Point labeling data based on photos
= = = = =

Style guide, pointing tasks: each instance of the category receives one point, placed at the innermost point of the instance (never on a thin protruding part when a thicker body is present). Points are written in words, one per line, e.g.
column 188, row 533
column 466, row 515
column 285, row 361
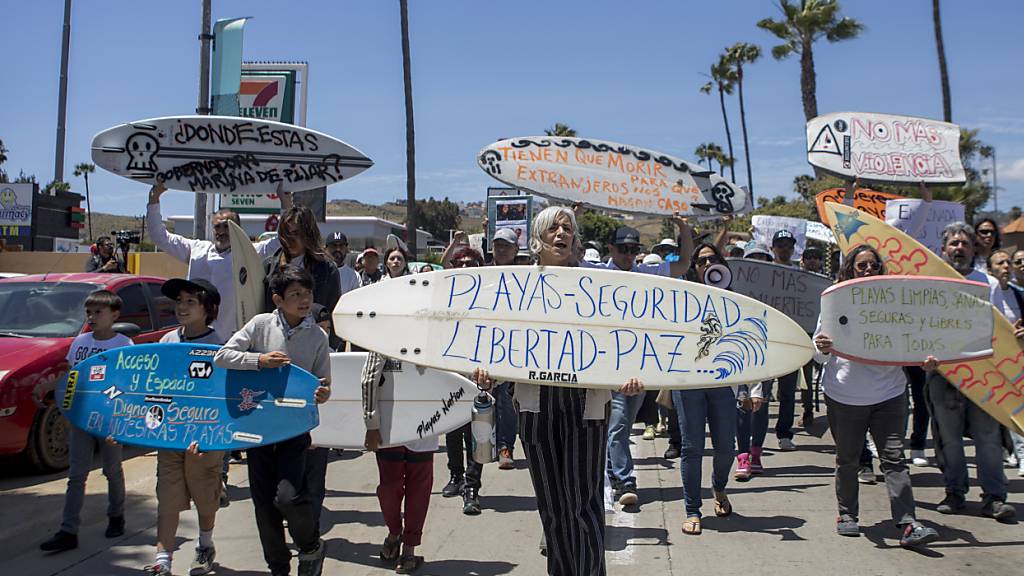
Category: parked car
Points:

= = = = =

• **Description of the task**:
Set down every line of the data above word for word, leaving out the pictures.

• **Exercise response**:
Style guide, pointing tasks: each instance of the category receives one point, placed at the innermost point of the instance (never on a thin protruding part when a thicker body is present). Points are written in words, one per line, e.g.
column 188, row 533
column 466, row 515
column 285, row 361
Category: parked car
Points:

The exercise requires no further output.